▶ GIVEN PROBLEM
Return each line of the listing below unchanged, with nothing added or left out.

--- start RECORD EXTRACTS ---

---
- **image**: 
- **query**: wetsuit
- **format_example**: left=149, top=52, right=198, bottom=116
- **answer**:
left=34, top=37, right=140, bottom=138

--- end RECORD EXTRACTS ---

▶ RESPONSE TO THIS TASK
---
- **image**: 
- **query**: wetsuit
- **format_example**: left=149, top=52, right=198, bottom=116
- **answer**:
left=34, top=37, right=140, bottom=138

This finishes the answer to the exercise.